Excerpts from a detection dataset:
START

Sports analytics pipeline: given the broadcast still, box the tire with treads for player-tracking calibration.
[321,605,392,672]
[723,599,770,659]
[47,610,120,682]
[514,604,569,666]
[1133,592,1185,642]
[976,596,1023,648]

END

* [Exercise]: Return every line of the data above unchanged, in the same order.

* [Result of the task]:
Sports analytics pipeline: given the broadcast still, box the tire with treads for player-tracking calibration.
[321,605,392,672]
[723,599,770,659]
[47,610,120,682]
[514,604,569,666]
[1133,592,1185,642]
[976,596,1023,648]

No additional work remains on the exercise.